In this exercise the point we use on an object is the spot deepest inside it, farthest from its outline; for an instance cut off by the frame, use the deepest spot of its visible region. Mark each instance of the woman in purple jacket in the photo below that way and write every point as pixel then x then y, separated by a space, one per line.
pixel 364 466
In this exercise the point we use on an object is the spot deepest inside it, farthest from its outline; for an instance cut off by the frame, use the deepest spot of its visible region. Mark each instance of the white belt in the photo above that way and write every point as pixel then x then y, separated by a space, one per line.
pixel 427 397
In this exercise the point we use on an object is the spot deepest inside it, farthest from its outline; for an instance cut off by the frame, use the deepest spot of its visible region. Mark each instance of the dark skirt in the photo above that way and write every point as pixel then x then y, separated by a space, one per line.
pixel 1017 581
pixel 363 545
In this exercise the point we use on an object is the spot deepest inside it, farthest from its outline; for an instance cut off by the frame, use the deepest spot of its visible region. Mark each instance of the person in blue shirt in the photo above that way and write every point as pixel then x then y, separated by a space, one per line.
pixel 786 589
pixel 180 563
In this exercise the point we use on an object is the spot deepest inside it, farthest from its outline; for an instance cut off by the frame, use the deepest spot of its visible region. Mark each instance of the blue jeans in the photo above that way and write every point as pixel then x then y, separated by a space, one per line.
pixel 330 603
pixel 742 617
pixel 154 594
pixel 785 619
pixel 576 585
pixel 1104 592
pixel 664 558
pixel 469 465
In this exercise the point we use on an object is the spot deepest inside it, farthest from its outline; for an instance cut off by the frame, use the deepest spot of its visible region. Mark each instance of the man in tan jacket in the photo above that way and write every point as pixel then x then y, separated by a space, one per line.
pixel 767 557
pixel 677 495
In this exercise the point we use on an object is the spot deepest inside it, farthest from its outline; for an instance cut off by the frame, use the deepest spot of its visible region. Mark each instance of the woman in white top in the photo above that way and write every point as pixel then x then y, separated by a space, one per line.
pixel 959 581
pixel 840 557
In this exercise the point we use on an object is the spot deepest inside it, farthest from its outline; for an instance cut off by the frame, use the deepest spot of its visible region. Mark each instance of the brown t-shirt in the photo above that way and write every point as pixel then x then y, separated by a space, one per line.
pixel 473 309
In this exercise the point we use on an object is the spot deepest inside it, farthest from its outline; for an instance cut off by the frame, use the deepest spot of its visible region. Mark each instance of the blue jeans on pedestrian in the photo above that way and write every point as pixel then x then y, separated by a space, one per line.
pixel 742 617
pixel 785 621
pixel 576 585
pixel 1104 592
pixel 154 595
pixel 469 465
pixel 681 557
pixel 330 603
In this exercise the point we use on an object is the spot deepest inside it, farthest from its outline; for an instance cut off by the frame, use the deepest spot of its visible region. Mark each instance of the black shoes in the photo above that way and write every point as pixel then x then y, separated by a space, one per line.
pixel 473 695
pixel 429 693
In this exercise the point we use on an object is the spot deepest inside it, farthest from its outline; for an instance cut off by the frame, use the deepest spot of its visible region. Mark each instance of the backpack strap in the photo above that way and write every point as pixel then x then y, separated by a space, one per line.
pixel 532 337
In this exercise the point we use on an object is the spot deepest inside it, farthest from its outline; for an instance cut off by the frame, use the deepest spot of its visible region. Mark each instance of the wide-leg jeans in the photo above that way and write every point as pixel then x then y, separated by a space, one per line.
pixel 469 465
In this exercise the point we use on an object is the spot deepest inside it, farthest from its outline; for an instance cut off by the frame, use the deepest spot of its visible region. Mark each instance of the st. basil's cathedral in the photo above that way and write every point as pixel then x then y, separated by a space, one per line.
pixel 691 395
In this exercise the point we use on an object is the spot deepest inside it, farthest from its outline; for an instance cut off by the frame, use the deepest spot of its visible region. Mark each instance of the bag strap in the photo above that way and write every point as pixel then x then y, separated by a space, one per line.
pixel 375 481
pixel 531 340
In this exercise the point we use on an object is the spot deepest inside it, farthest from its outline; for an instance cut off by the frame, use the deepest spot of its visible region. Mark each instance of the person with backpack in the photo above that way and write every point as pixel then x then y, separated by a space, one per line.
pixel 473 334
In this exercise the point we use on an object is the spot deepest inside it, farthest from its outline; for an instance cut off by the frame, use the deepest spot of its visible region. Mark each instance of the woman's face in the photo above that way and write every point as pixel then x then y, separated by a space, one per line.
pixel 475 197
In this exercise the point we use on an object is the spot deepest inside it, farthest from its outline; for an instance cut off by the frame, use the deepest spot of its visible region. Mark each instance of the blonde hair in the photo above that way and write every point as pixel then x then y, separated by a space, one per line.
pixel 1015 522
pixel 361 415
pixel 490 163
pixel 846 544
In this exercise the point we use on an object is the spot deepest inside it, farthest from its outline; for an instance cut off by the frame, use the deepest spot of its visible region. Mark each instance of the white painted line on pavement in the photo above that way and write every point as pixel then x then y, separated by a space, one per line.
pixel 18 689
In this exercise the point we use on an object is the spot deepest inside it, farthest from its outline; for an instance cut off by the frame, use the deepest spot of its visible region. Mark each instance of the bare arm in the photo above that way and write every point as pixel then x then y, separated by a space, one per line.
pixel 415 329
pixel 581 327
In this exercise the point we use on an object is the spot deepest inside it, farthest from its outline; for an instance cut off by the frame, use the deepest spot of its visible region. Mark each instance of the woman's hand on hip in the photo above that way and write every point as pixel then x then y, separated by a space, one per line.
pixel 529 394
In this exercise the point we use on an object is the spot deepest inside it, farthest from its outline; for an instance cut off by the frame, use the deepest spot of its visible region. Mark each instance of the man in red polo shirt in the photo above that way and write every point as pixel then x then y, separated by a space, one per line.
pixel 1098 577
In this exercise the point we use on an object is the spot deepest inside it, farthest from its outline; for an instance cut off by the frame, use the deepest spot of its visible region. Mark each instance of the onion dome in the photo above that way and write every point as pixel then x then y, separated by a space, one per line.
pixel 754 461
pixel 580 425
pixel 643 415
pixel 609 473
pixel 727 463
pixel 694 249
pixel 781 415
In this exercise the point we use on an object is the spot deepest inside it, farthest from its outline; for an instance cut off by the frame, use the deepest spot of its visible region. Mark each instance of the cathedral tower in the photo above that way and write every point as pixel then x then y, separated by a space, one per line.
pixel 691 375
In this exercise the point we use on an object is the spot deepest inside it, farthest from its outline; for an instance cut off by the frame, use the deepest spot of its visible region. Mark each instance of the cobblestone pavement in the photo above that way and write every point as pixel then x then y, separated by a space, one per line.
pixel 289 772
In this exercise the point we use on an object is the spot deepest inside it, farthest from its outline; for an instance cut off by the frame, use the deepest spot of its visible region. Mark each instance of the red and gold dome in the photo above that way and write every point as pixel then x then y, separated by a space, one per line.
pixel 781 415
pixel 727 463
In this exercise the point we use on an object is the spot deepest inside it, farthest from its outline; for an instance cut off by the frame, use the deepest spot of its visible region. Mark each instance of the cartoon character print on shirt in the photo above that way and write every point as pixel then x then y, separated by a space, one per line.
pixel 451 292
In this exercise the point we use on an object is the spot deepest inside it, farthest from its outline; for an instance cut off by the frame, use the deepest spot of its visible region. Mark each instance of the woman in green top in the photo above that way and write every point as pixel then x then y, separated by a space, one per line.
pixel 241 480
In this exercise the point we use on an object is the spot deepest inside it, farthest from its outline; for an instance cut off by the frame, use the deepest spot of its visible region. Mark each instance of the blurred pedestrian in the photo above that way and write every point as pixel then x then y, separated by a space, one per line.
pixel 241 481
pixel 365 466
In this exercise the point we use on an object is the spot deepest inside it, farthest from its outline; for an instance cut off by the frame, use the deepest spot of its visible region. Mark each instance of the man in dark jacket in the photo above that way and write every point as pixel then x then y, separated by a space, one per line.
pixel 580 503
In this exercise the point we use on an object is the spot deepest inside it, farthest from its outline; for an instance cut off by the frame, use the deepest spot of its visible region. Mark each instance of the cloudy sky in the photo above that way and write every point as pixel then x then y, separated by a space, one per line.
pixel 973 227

***

> The task
Can you swap "outline" for "edge" in the material from its first line up to and including the line with "pixel 364 466", then give back only those lines with everything else left as is?

> Reply
In this exercise the point we use on an object is the spot deepest inside it, farthest from its edge; for an instance cut off by the frame, use the deepest spot of its visible region. Mark each instance of the woman in purple jacket in the photo below that way and write every point as pixel then x then y, separated by a space, one per line.
pixel 364 466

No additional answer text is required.